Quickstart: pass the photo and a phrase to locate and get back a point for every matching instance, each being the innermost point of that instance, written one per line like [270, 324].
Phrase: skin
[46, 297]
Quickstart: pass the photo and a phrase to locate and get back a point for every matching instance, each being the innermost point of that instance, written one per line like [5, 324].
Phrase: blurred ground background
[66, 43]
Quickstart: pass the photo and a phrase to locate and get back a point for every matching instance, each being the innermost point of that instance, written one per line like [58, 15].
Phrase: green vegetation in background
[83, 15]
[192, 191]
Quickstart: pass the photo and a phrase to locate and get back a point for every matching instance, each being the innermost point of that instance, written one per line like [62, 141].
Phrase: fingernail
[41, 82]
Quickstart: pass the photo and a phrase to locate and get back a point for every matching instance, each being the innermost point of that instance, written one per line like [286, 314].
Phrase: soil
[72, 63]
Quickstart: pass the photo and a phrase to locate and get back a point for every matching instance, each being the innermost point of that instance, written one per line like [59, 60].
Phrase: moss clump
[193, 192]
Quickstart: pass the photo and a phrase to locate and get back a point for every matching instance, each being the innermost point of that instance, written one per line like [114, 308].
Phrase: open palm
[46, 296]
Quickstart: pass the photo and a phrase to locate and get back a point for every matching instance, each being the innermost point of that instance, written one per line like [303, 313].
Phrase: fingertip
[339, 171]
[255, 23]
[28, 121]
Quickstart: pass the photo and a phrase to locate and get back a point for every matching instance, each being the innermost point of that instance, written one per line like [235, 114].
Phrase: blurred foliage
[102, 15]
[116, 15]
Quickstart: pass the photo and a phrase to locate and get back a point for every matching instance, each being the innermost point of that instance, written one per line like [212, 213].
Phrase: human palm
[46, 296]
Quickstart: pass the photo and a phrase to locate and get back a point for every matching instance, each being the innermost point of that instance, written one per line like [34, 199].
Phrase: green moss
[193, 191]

_ _ _ _

Repeat the lines above exactly.

**Solution below**
Quickstart: pass the photo and a phrase to locate and get back a point for every matching instance, each being the innermost point of that instance, written one per line like [270, 324].
Phrase: skin
[46, 297]
Quickstart: pass the photo and a phrase to locate and get back a point for every matching instance, each being the innermost point of that instance, written one per line like [5, 324].
Phrase: blurred ground background
[66, 43]
Quickstart: pass the photo and a phrase to locate and get back a point for every matching instance, each being the innermost point of that instance, written one per line like [58, 15].
Phrase: green vegetation in background
[83, 15]
[192, 191]
Quickstart: pass the photo and a phrase to locate and get back a point for every matching instance, each being the innermost point of that instance, written one per line like [62, 141].
Phrase: fingernail
[41, 82]
Quickstart: pass the photo and a phrase to locate and get back a point for every matching instance, each being the innermost point of that instance, written one per line like [286, 314].
Phrase: soil
[72, 63]
Quickstart: pass the photo and a phrase to locate and get back a point for every matching instance, each being the innermost point of that instance, written one per line like [59, 60].
Phrase: moss clump
[193, 192]
Quickstart: pass the photo and a phrase to locate and get back a point for every matching instance, each being the innermost point of that instance, written one per line like [114, 308].
Phrase: open palm
[46, 296]
Quickstart: pass the photo and a phrase to locate and get back a point for every matching instance, each being the innermost point of that instance, written one per line like [303, 313].
Phrase: fingertip
[339, 171]
[255, 23]
[28, 121]
Quickstart: pass the photo and a phrase to locate and get back a point for every matching instance, each being the innermost point of that instance, written one per line like [235, 114].
Phrase: blurred foliage
[102, 15]
[116, 15]
Quickstart: pass the photo and a phrase to locate and get back a point for every matching instance, each being the innermost point of that instance, written one per line like [212, 213].
Phrase: human palm
[46, 296]
Quickstart: pass the photo and a phrase to locate and get back a point for every matching instance, each being the innermost point of that instance, written one per line like [34, 199].
Phrase: green moss
[193, 191]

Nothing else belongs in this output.